● **What the task asks**:
Nothing but the lines from the one containing "Could you please pick out the sky" through the last line of the records below should be copied, exactly and without pictures.

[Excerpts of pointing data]

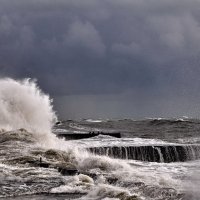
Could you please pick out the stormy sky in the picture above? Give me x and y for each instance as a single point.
(106, 58)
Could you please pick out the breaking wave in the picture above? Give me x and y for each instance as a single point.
(24, 105)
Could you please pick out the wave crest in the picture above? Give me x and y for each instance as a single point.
(24, 105)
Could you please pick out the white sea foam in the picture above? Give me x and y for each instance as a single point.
(24, 105)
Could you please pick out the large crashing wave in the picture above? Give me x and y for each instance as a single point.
(24, 105)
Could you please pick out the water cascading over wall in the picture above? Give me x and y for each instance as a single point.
(166, 153)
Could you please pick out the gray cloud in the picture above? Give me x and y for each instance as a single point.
(76, 47)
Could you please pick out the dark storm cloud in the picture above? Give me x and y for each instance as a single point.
(103, 46)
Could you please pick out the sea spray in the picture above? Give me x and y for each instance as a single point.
(24, 105)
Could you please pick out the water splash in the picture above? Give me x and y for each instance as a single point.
(24, 105)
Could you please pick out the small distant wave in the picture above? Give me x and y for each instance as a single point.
(94, 120)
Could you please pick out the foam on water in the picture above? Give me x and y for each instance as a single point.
(24, 105)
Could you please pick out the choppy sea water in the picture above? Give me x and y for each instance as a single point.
(155, 159)
(111, 174)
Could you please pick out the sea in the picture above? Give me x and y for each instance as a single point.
(154, 159)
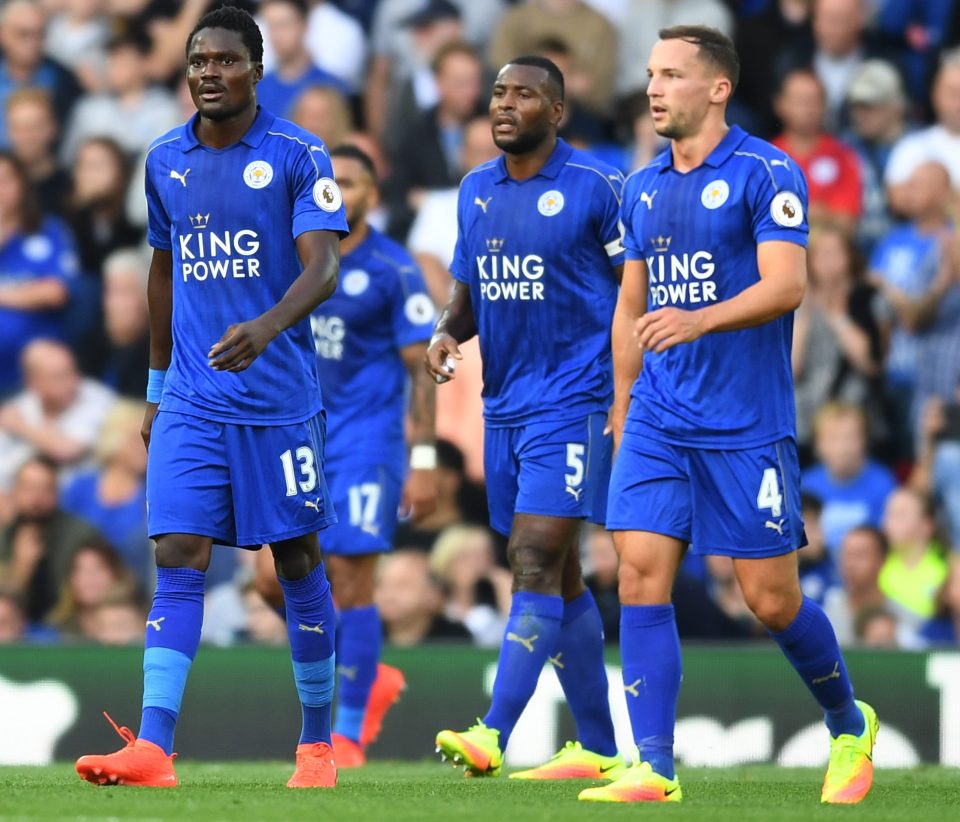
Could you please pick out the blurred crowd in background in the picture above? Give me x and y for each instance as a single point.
(864, 95)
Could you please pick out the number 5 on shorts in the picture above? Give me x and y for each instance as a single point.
(769, 495)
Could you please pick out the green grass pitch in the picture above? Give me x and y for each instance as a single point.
(398, 792)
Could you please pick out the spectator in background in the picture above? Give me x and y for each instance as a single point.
(33, 130)
(323, 111)
(428, 156)
(121, 356)
(601, 571)
(476, 590)
(915, 568)
(58, 415)
(406, 36)
(130, 110)
(838, 338)
(762, 41)
(914, 269)
(863, 552)
(95, 575)
(878, 119)
(13, 621)
(37, 266)
(410, 602)
(588, 35)
(38, 543)
(831, 168)
(818, 571)
(23, 64)
(77, 36)
(939, 143)
(113, 497)
(853, 488)
(637, 34)
(286, 25)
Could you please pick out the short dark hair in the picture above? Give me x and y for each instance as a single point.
(715, 48)
(352, 152)
(233, 19)
(554, 75)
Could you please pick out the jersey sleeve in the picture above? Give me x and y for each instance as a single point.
(608, 217)
(413, 310)
(317, 202)
(158, 221)
(779, 203)
(460, 268)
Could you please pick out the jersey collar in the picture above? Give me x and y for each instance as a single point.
(252, 137)
(719, 155)
(556, 161)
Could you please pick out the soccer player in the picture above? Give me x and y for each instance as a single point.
(537, 264)
(705, 432)
(245, 222)
(369, 336)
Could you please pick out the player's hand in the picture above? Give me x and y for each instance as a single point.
(441, 357)
(666, 327)
(240, 345)
(147, 426)
(420, 494)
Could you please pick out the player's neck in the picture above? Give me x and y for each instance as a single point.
(223, 133)
(357, 235)
(527, 165)
(690, 152)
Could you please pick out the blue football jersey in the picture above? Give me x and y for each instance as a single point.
(698, 234)
(231, 218)
(380, 307)
(539, 257)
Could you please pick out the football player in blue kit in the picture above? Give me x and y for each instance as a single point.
(371, 337)
(536, 271)
(245, 220)
(705, 431)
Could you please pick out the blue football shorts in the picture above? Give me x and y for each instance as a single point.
(239, 484)
(558, 468)
(742, 503)
(366, 494)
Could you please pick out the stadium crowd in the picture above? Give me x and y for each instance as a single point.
(864, 95)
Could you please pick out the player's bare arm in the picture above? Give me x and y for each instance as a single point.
(456, 325)
(420, 489)
(783, 277)
(242, 343)
(160, 302)
(627, 356)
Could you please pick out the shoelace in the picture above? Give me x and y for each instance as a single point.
(126, 734)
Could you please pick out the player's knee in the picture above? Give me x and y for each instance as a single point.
(776, 609)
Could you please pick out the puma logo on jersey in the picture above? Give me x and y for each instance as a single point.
(834, 674)
(524, 641)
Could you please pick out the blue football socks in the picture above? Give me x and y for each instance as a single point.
(650, 650)
(311, 626)
(359, 639)
(531, 635)
(583, 676)
(172, 638)
(810, 645)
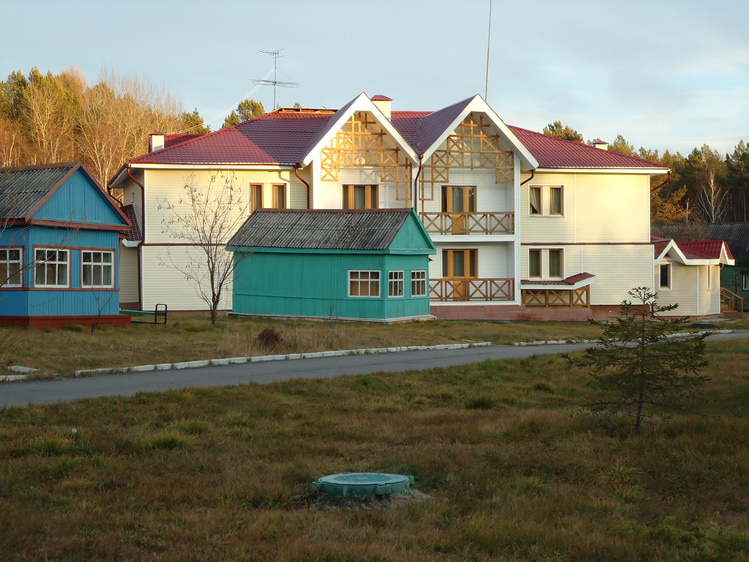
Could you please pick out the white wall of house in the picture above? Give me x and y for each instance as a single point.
(695, 288)
(128, 274)
(597, 208)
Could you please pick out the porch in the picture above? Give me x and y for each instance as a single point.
(471, 289)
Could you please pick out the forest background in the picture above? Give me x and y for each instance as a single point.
(48, 118)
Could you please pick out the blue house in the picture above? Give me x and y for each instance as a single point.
(59, 248)
(355, 265)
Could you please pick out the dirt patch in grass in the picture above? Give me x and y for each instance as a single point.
(320, 500)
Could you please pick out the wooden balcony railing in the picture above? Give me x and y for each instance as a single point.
(472, 289)
(468, 223)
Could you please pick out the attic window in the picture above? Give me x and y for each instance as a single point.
(10, 267)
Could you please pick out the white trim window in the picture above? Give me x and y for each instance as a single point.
(546, 200)
(396, 284)
(97, 269)
(364, 283)
(11, 266)
(51, 267)
(664, 276)
(419, 283)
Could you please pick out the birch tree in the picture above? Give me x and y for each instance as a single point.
(205, 217)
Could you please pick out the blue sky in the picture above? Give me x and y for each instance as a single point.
(665, 74)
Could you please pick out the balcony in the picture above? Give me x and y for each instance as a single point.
(468, 223)
(472, 289)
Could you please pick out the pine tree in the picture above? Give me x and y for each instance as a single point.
(643, 363)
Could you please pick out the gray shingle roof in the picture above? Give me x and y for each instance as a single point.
(736, 235)
(320, 229)
(22, 190)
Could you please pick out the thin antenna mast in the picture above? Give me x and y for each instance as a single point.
(488, 45)
(275, 82)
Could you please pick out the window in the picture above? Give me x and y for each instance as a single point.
(535, 200)
(419, 283)
(364, 283)
(555, 201)
(665, 276)
(51, 268)
(98, 269)
(458, 199)
(258, 201)
(256, 196)
(396, 284)
(555, 263)
(10, 267)
(459, 263)
(537, 196)
(534, 263)
(360, 197)
(279, 196)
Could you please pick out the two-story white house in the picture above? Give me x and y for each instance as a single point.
(526, 226)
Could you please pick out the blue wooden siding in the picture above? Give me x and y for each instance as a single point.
(72, 301)
(79, 200)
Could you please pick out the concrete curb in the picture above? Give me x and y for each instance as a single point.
(264, 358)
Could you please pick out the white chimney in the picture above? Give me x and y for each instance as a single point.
(383, 104)
(155, 142)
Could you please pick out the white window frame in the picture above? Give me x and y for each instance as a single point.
(545, 200)
(419, 283)
(670, 270)
(54, 261)
(396, 284)
(561, 262)
(87, 261)
(7, 264)
(368, 279)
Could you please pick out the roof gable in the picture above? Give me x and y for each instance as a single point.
(304, 229)
(58, 193)
(735, 235)
(427, 131)
(341, 117)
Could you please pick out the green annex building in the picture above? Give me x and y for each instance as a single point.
(346, 264)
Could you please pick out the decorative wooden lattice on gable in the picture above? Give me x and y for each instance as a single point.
(362, 142)
(472, 146)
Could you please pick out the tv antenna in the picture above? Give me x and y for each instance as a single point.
(275, 82)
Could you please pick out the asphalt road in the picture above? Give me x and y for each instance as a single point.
(128, 384)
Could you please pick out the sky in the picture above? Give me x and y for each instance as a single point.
(665, 74)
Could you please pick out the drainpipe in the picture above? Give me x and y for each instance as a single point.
(301, 179)
(416, 183)
(142, 232)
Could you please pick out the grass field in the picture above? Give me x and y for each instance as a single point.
(188, 338)
(513, 468)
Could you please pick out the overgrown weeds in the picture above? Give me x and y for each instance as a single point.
(513, 471)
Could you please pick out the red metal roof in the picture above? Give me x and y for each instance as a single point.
(285, 136)
(552, 152)
(274, 138)
(704, 249)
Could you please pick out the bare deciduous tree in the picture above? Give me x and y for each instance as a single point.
(206, 217)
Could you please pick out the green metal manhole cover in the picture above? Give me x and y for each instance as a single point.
(364, 484)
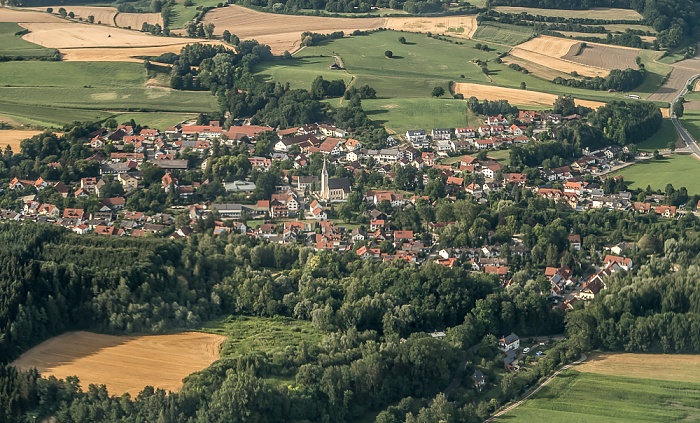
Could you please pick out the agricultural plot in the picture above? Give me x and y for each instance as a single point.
(550, 52)
(593, 13)
(515, 96)
(14, 46)
(281, 32)
(680, 170)
(510, 35)
(603, 56)
(13, 137)
(124, 363)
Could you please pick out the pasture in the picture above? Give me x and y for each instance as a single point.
(14, 46)
(124, 363)
(495, 32)
(26, 88)
(13, 137)
(593, 13)
(258, 334)
(680, 170)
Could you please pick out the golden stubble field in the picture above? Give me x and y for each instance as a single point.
(685, 368)
(514, 96)
(124, 363)
(13, 137)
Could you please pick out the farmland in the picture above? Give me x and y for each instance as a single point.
(593, 13)
(70, 87)
(15, 46)
(500, 33)
(618, 388)
(124, 363)
(13, 137)
(680, 170)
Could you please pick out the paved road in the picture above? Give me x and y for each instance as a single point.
(537, 389)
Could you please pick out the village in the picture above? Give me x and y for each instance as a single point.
(304, 209)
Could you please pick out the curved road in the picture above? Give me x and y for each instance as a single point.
(537, 389)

● **Task solution**:
Could you please pick out the sky in the picture above? Give me x and y for each instance as a single point.
(665, 74)
Could you please pick out the drainpipe in the picture above? Give me x and y for each instance as a single point.
(301, 179)
(416, 183)
(142, 232)
Could you please pick out the grass field in the picture above? Give me x and y for each instance as a single point.
(188, 338)
(513, 468)
Could you please pick out the overgrown weeds in the picture above? Give me x and y for each instance as a single point.
(513, 471)
Could you please pick out the red metal roof in the picture above? Give me x and y for each instance as a single point.
(285, 136)
(552, 152)
(274, 138)
(704, 249)
Could you please pick out the bare deciduous tree in the picture above? Give me x and y for each instance as a single point.
(206, 217)
Could you please pick out the green metal manhole cover in the picture above? Give me x and y for each instance as a single point.
(364, 484)
Could you please pick out the agricultural plot in the picture above? Give me x and y for each instance as a single point.
(550, 52)
(593, 13)
(515, 96)
(14, 46)
(281, 32)
(680, 170)
(510, 35)
(603, 56)
(13, 137)
(124, 363)
Could you please pick out the pasture in the picture above? Give me x and y for each instance as a single point.
(14, 46)
(124, 363)
(495, 32)
(26, 88)
(13, 137)
(593, 13)
(258, 334)
(680, 170)
Could you please pick out the golden stubble field in the picture above? Give me x and y for each instance as a single point.
(685, 368)
(514, 96)
(124, 363)
(13, 137)
Could you please pick out the farmland in the picture above? Give me x and y for each instance as a single point.
(593, 13)
(70, 87)
(15, 46)
(500, 33)
(618, 388)
(124, 363)
(13, 137)
(680, 170)
Could you please pick out the paved road in the picture above? Give me x and y for each instance as a single point.
(537, 389)
Could you please pick out the village in the picture above? Give me x and y for each instance as a single point.
(304, 209)
Could you please pick out the curved road in the picture above? Give me x and y for each instance as a single point.
(537, 389)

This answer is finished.